- EXERCISE INSTRUCTIONS:
**a.** In the industrial psychology thread, what was the men's bathroom repainted with?
**b.** According to the industrial psychology thread, why was the women's bathroom repainted? Answer in one to three sentences.
**c.** Write the next post in the industrial psychology thread, picking up after its last sentence.

# Industrial Psychology?



## Angelic Gardevoir (Oct 7, 2010)

Due to my situation that I don't want to really get into, my advisor recommended this class to me. Doing a bit of research (i.e. Google) it seems to be about developing things that are user friendly or something. Has anyone had a class similar to this and is it the slightest bit interesting?


----------



## sofort99 (Mar 27, 2010)

Yes, but it was in the early 80's as an industrial engineering major.

Practical application: A company was having trouble with women leaving the assembly line and spending too much time in the bathroom. While tracking this to figure out what could be done and who to fire, they discovered the bathroom paint was lead paint. The lead abatement team that came in repainted the women's bathroom in dark colors, and had broken several light fixtures. The tracking discovered that the women's bathroom time had dropped almost 50% before they discovered the bathroom had been repainted different colors.

After discovering this, as an experiment they went and repainted the men's bathroom lavender with big flowers on the walls, and cut the men's time by another 40%.

There is a place for user unfriendly, too.


----------



## Luke (Oct 17, 2010)

I live in Australia and we have a field called "organizational psychology", I think it's the same thing. I personally find it interesting, you learn about the workforce and how psychology is used in organizations. I find it a useful way to gain an insight into how the workforce works and how employers think. For example, I was introduced to psychological techniques organizations use to motivate employees and the selection processes they use when hiring. I also learnt how globalization is changing the job market and how to adapt to it. I can imagine that many people would find it boring, but I'm the type of person who finds most things interesting and useful in someway.

- GIVEN DATA:
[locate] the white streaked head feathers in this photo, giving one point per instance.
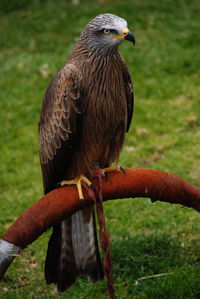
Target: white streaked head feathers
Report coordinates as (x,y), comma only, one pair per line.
(94,36)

- EXPECTED RESULTS:
**a.** Lavender paint with big flowers on the walls.

**b.** While the company was tracking how much time women spent in the bathroom, it discovered that the bathroom paint was lead paint. A lead abatement team came in and repainted the room in dark colors, breaking several light fixtures along the way.

**c.**
----------



## Angelic Gardevoir (Oct 7, 2010)

sofort99 said:


> Yes, but it was in the early 80's as an industrial engineering major.
> 
> Practical application: A company was having trouble with women leaving the assembly line and spending too much time in the bathroom. While tracking this to figure out what could be done and who to fire, they discovered the bathroom paint was lead paint. The lead abatement team that came in repainted the women's bathroom in dark colors, and had broken several light fixtures. The tracking discovered that the women's bathroom time had dropped almost 50% before they discovered the bathroom had been repainted different colors.
> 
> ...


:laughing: Maybe this class will be fun after all!



Luke said:


> I live in Australia and we have a field called "organizational psychology", I think it's the same thing. I personally find it interesting, you learn about the workforce and how psychology is used in organizations. I find it a useful way to gain an insight into how the workforce works and how employers think. For example, I was introduced to psychological techniques organizations use to motivate employees and the selection processes they use when hiring. I also learnt how globalization is changing the job market and how to adapt to it. I can imagine that many people would find it boring, but I'm the type of person who finds most things interesting and useful in someway.


 I don't think that's what the class is about, but if it is, then that is pretty interesting.


----------



## Angelic Gardevoir (Oct 7, 2010)

*revives thread from dead*

It turns out that this _is _organizational psychology! One of the required books is entitled "The Dark Side of Organizational Behavior." This should be fuuuuun.


----------



## penguinfrk (Apr 13, 2011)

Angelic Gardevoir said:


> Due to my situation that I don't want to really get into, my advisor recommended this class to me. Doing a bit of research (i.e. Google) it seems to be about developing things that are user friendly or something. Has anyone had a class similar to this and is it the slightest bit interesting?


I'm definitely no expert on this, but I want to go into Industrial-Organizational Psychology as a career choice. I'm still a senior in high school, but I noticed that the common thread between my diverse extracurriculars is working with people and making the club/team function better.

Here are some links that you might've come across in your research. These were definitely pretty helpful for me.
Industrial Organizational Careers - Careers in Industrial Organizational Psychology
Industrial and organizational psychology - Wikipedia, the free encyclopedia

Try looking into at the Society for Industrial-Organization Psychology (SIOP)'s website.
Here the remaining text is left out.